*Task description*
Locate every line in the records below that contains the string "boat" and copy each of those lines.

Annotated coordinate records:

►

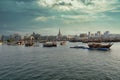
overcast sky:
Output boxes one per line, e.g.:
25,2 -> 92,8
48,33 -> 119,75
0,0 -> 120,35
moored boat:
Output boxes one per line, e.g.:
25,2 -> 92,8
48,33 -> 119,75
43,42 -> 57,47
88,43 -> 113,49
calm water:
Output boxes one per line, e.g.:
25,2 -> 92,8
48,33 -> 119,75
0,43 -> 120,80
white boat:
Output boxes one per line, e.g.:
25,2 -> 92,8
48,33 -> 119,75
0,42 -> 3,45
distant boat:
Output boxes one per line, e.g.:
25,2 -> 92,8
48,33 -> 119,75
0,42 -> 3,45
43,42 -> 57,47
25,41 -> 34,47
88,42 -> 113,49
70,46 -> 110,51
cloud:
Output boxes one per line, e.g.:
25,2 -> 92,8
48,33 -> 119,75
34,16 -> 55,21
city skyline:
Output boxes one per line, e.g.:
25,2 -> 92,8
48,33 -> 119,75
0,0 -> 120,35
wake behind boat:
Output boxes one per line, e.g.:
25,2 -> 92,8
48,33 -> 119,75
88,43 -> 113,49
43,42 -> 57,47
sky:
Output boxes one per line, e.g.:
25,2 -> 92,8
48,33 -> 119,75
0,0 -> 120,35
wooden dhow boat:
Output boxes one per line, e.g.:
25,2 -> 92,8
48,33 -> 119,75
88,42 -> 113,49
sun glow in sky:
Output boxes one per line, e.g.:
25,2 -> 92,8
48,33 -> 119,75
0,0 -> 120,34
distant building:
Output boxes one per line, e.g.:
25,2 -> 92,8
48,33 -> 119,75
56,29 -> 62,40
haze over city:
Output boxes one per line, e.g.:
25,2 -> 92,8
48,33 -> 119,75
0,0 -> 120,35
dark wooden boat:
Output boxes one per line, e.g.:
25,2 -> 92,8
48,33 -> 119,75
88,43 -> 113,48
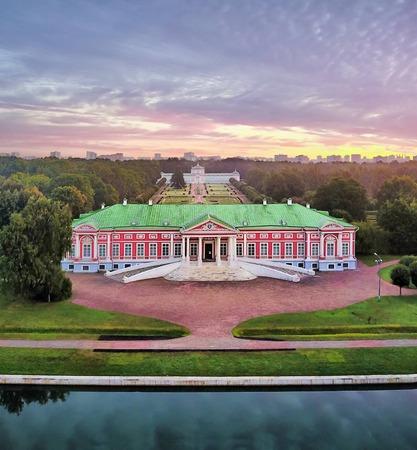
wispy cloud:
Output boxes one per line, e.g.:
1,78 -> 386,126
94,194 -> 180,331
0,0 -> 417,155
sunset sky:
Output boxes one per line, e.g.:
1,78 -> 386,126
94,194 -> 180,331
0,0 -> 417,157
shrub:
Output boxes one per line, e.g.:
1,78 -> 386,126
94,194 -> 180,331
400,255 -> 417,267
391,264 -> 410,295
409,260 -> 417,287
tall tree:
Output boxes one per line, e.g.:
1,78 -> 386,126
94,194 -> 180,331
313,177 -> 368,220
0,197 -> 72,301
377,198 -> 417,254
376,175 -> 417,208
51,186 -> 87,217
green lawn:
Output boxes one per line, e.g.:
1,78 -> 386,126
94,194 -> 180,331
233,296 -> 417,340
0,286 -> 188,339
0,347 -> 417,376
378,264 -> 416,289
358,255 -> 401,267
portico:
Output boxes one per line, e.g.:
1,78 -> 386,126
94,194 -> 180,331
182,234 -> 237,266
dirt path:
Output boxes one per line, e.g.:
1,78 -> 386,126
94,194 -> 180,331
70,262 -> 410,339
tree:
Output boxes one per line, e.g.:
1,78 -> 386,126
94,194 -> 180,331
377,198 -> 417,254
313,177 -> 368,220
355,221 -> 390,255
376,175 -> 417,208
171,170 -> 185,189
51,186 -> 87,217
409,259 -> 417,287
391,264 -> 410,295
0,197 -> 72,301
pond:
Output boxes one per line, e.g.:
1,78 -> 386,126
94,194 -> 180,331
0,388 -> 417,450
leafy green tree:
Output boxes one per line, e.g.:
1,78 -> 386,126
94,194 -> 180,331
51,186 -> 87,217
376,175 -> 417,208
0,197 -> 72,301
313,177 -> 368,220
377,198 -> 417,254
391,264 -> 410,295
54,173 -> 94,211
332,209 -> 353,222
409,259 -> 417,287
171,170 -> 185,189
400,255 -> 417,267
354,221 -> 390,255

◄

*Finished task*
moored boat:
white boat:
distant boat:
wake behind boat:
wooden dhow boat:
dark wooden boat:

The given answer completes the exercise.